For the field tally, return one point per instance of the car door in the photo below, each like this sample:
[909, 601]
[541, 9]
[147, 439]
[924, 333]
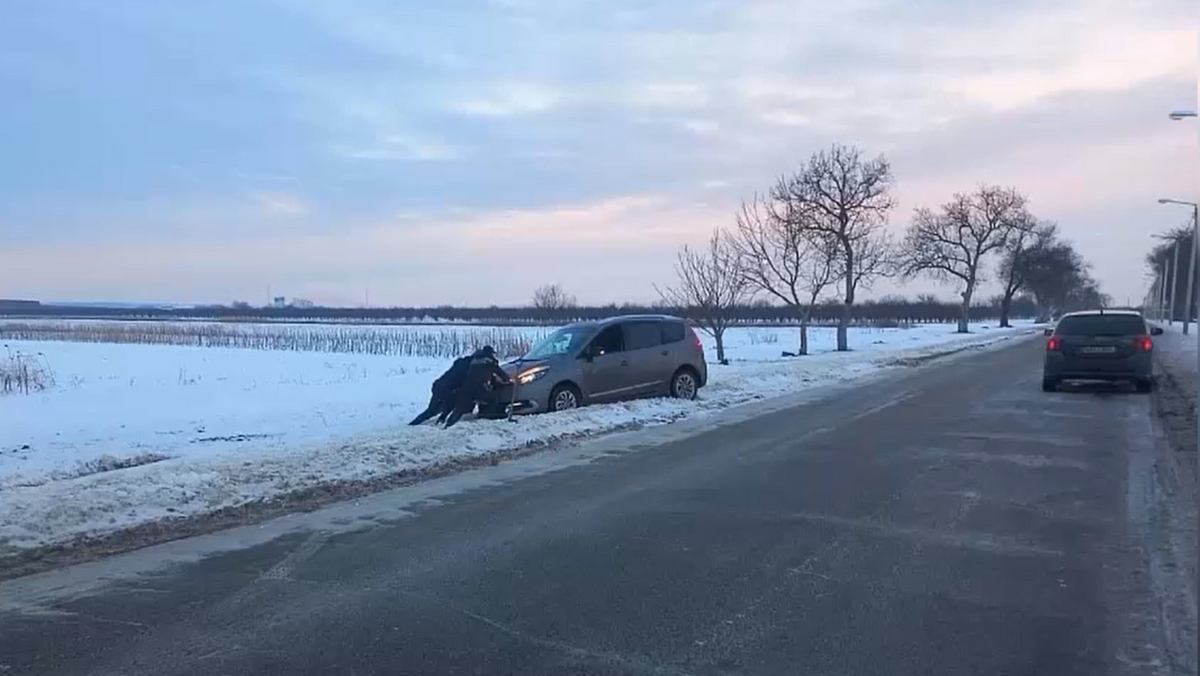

- [Description of the task]: Rewrite the lines above as a numbered list, leaving out blank lines and omitting the picture.

- [The output]:
1. For the field tally, return one point per instance of the car door in the photo below, each like this sample:
2. [909, 601]
3. [541, 9]
4. [147, 439]
5. [924, 333]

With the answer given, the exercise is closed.